START INFORMATION
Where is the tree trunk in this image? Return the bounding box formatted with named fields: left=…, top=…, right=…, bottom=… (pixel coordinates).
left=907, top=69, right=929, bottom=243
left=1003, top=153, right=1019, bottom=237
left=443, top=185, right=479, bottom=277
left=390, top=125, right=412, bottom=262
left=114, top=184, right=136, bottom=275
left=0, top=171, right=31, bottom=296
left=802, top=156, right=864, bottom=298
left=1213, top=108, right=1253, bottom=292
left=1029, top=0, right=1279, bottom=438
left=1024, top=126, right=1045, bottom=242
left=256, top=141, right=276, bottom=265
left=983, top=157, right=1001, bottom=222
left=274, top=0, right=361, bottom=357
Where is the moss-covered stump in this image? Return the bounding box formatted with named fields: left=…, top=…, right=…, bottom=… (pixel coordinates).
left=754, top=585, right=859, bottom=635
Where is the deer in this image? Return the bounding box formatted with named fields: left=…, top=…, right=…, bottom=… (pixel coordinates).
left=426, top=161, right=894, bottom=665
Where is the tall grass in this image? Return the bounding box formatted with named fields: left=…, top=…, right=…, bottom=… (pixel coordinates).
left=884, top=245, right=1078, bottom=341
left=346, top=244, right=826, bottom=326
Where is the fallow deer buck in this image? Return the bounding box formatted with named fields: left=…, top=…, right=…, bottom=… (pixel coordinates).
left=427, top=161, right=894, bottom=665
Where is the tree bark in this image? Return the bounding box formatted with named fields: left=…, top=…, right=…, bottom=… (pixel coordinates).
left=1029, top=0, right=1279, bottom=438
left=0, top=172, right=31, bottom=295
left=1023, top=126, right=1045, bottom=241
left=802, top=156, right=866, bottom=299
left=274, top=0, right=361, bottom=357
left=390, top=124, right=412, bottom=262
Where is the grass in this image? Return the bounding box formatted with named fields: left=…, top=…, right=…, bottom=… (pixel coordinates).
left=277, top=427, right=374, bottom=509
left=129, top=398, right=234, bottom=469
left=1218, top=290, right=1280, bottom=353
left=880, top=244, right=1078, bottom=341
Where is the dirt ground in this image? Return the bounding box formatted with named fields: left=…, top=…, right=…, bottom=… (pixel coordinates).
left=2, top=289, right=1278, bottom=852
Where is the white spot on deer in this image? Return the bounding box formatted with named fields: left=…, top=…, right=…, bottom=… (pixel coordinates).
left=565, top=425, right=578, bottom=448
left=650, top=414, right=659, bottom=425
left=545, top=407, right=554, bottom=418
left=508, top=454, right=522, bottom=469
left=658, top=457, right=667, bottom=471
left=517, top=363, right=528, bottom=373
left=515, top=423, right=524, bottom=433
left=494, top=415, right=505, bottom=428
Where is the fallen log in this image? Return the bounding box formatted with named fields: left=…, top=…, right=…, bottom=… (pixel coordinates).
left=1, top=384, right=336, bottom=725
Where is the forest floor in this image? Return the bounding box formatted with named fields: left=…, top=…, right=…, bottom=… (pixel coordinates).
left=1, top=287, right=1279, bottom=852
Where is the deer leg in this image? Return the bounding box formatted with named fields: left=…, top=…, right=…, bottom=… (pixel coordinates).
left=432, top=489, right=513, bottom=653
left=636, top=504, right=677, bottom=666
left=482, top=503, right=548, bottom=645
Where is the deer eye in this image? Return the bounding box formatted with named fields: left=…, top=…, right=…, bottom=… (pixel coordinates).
END INFORMATION
• TASK GOAL: Copy every record above out again, word for word.

• EXERCISE ANSWER:
Where is the tree trunk in this image? Return the bounding box formatted with named fields: left=…, top=…, right=…, bottom=… (pixel coordinates).
left=907, top=69, right=929, bottom=243
left=1003, top=153, right=1019, bottom=237
left=443, top=185, right=479, bottom=277
left=390, top=125, right=412, bottom=262
left=114, top=184, right=136, bottom=275
left=0, top=171, right=31, bottom=296
left=802, top=156, right=864, bottom=298
left=1213, top=108, right=1253, bottom=292
left=1029, top=0, right=1279, bottom=438
left=1024, top=126, right=1045, bottom=242
left=256, top=141, right=276, bottom=265
left=983, top=157, right=1001, bottom=222
left=274, top=0, right=361, bottom=357
Where is the moss-covered stump in this image? Return the bounding box formatted with named fields: left=…, top=…, right=…, bottom=… (pixel coordinates).
left=754, top=585, right=859, bottom=635
Where is the deer in this image? Return the bounding box formatted with named fields: left=…, top=…, right=…, bottom=… (pixel coordinates).
left=426, top=161, right=894, bottom=665
Where is the tall grass in this image? Return the bounding box formatted with named fields: left=…, top=…, right=…, bottom=… (pixel coordinates).
left=884, top=245, right=1078, bottom=341
left=346, top=244, right=826, bottom=326
Where is the fallow deer buck in this image? Return the bounding box formatted with named fields: left=…, top=…, right=…, bottom=… (pixel coordinates).
left=427, top=161, right=894, bottom=665
Where is the tree bark in this image? Return the bounding box formatted with named fields: left=…, top=…, right=…, bottom=… (pixel coordinates).
left=1029, top=0, right=1279, bottom=438
left=0, top=172, right=31, bottom=295
left=1023, top=126, right=1045, bottom=241
left=802, top=156, right=866, bottom=299
left=274, top=0, right=361, bottom=357
left=390, top=124, right=412, bottom=262
Where is the grass in this image? Return the bounding box formatted with named fields: left=…, top=…, right=…, bottom=… (pixel coordinates).
left=277, top=427, right=374, bottom=509
left=129, top=398, right=234, bottom=469
left=1218, top=290, right=1280, bottom=353
left=880, top=244, right=1078, bottom=341
Where is the dirt ground in this image? Return the bounding box formatted with named fields: left=…, top=…, right=…, bottom=… (pixel coordinates).
left=2, top=289, right=1278, bottom=852
Where is the white spot on deer in this image? Return the bounding box formatted with named fields: left=…, top=…, right=…, bottom=… (pixel coordinates).
left=565, top=425, right=578, bottom=448
left=650, top=414, right=659, bottom=425
left=545, top=407, right=554, bottom=418
left=508, top=454, right=522, bottom=469
left=658, top=457, right=667, bottom=471
left=517, top=363, right=528, bottom=373
left=515, top=423, right=524, bottom=433
left=494, top=415, right=505, bottom=428
Where is the fallen log in this image? Return the bounding box formatted with named fields: left=…, top=…, right=…, bottom=… (pixel coordinates).
left=1, top=384, right=336, bottom=725
Where is the forest floor in this image? Return the bounding box formatted with named fields: left=…, top=…, right=…, bottom=… (pixel coordinates).
left=1, top=287, right=1279, bottom=852
Where is the deer leg in this image? Return the bounding box formatted with named fields: left=…, top=…, right=…, bottom=… (pixel coordinates).
left=432, top=489, right=513, bottom=653
left=636, top=504, right=677, bottom=666
left=482, top=503, right=548, bottom=645
Where is the deer eye in this image? Return the bounding box formatted with named fields: left=…, top=…, right=…, bottom=… (pixel coordinates).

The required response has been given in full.